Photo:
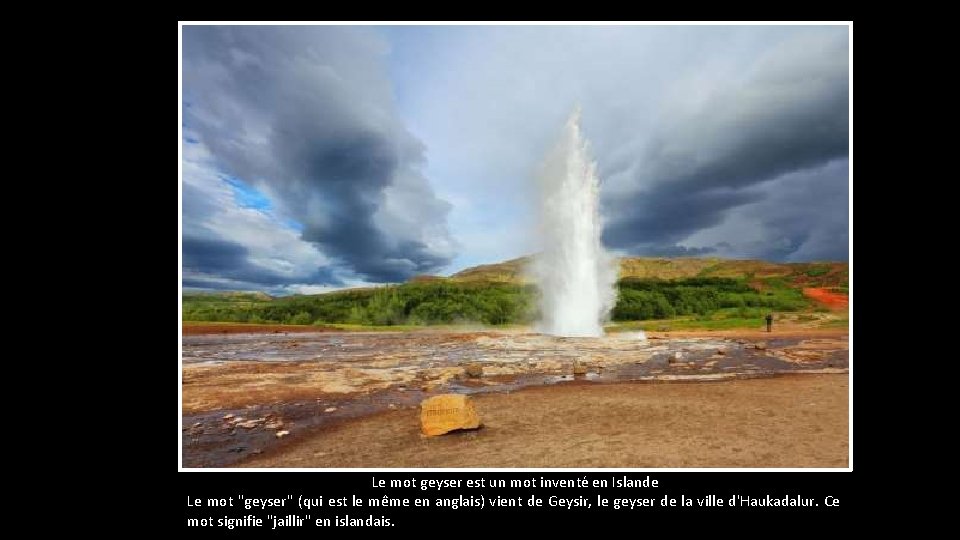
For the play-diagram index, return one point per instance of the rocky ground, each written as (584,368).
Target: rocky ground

=======

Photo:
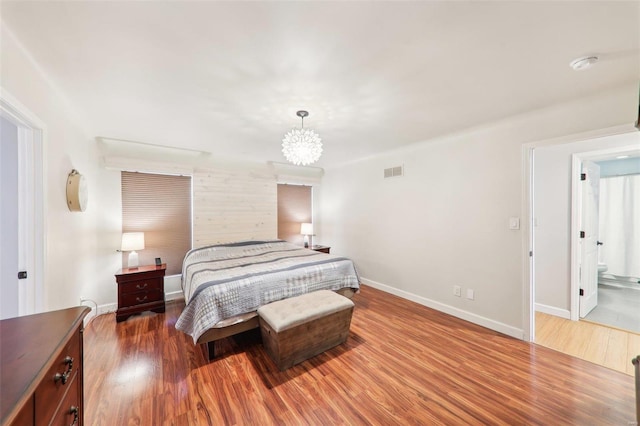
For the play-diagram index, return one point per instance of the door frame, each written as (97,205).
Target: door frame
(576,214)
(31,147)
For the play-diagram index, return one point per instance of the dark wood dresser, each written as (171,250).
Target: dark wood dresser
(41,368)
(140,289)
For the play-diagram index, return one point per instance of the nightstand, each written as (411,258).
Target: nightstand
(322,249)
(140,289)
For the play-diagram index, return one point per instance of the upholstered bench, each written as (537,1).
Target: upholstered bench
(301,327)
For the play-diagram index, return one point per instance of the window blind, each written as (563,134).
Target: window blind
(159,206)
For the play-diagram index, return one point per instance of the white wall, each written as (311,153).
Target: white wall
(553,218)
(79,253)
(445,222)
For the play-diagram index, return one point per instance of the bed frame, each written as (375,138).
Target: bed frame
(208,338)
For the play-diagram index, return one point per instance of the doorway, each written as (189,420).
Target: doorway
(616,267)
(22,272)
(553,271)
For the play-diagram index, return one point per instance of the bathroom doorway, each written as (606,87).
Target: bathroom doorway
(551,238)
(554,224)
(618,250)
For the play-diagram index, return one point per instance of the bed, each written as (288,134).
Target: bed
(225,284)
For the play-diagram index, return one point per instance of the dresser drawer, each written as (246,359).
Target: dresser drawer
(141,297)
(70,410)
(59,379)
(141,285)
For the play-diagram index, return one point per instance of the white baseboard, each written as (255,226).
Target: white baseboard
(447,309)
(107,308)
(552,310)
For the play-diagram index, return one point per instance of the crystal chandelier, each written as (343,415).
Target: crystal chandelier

=======

TO DO => Of the lines above, extract only those from the line with "written as (584,368)." to the line with "Target: rocky ground", both included, exactly as written.

ANSWER SECTION =>
For the play-diagram index, return one point per instance of the rocky ground, each written as (584,368).
Target: rocky ground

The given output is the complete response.